** Opening Information given block **

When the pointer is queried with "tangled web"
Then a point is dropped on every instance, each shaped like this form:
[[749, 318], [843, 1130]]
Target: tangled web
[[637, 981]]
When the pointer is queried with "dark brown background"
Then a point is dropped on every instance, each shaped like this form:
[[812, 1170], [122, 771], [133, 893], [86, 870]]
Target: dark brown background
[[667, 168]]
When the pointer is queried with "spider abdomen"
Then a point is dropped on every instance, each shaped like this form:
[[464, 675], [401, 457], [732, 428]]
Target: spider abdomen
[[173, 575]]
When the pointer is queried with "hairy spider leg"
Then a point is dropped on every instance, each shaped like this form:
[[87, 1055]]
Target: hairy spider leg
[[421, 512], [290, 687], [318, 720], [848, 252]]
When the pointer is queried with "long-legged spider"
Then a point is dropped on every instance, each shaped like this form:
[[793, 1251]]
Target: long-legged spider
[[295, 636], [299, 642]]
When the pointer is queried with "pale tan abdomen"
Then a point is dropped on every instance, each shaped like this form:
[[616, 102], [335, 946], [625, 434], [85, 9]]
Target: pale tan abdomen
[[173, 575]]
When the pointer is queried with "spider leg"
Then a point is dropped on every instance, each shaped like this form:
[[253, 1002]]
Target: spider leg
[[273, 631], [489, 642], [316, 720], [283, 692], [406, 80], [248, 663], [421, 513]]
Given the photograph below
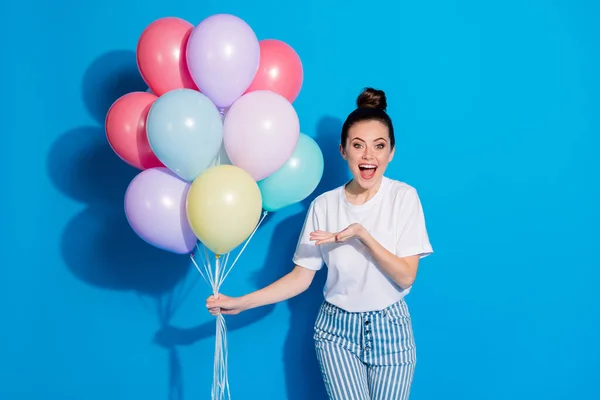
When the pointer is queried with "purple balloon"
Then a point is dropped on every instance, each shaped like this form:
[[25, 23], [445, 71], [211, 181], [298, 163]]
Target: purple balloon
[[155, 208], [223, 55], [260, 132]]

** Closing Information given block **

Task to carry out: Go through the data and gather every line that holds "with".

Written response:
When the pointer is queried with "tangled web"
When the pointer is queried with "dark brown background"
When the pointer is queried with "spider abdomen"
When the pointer is queried with "hairy spider leg"
When the pointer is queried with "long-legged spider"
When the pointer is queried with "pale tan abdomen"
When the pointer is queried with "spider leg"
When the pointer is queried with "purple balloon"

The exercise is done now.